(Saved entries)

______

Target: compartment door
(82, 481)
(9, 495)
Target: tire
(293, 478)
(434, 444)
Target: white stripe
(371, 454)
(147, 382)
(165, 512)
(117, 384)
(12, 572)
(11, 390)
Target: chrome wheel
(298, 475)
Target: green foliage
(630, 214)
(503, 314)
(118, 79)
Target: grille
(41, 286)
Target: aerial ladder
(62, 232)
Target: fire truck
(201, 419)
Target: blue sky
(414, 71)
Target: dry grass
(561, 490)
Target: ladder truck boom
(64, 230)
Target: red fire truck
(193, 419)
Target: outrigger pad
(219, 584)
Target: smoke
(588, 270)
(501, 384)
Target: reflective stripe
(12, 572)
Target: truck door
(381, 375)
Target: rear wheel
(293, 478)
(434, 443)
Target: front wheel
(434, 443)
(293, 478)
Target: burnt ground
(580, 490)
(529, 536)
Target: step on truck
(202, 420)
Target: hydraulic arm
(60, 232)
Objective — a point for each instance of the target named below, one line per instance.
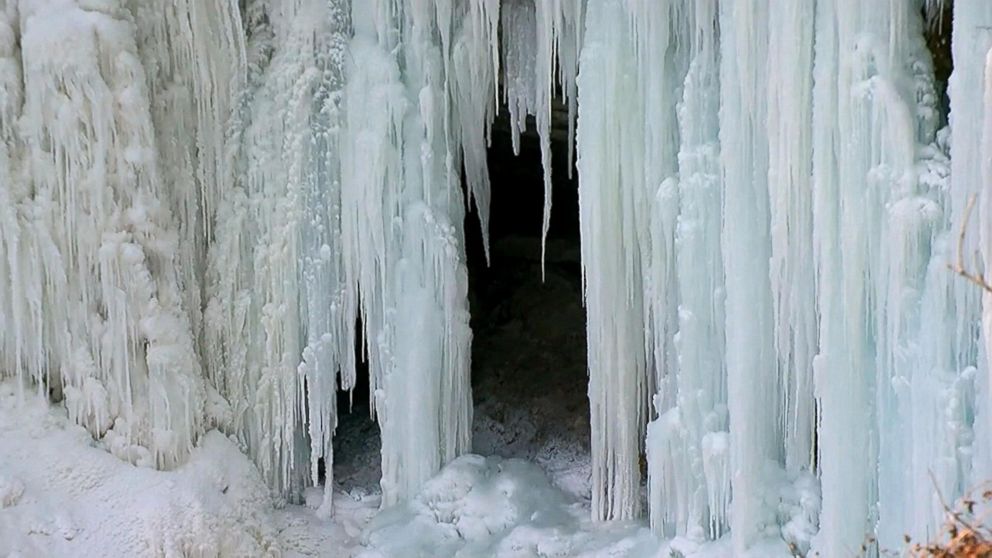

______

Instructions to follow :: Leave out the pictures and return the rest of the records exactly.

Written solution ::
Target: compartment door
(82, 481)
(9, 495)
Target: tire
(293, 478)
(434, 444)
Target: white stripe
(371, 454)
(147, 382)
(165, 512)
(117, 384)
(12, 572)
(11, 390)
Target: chrome wheel
(298, 475)
Target: green foliage
(630, 214)
(503, 314)
(118, 79)
Target: grille
(41, 286)
Target: aerial ladder
(62, 232)
Target: fire truck
(201, 419)
Target: blue sky
(414, 71)
Target: dry grass
(561, 490)
Target: ladder truck boom
(64, 230)
Target: red fire truck
(193, 419)
Target: outrigger pad
(219, 584)
Target: smoke
(588, 270)
(501, 384)
Target: reflective stripe
(12, 572)
Target: truck door
(381, 375)
Target: rear wheel
(293, 478)
(434, 443)
Target: front wheel
(434, 443)
(293, 478)
Target: burnt ground
(580, 490)
(529, 536)
Target: step on truck
(202, 420)
Target: hydraulic arm
(60, 232)
Objective — a point for each instance of the target named below, one line per instance.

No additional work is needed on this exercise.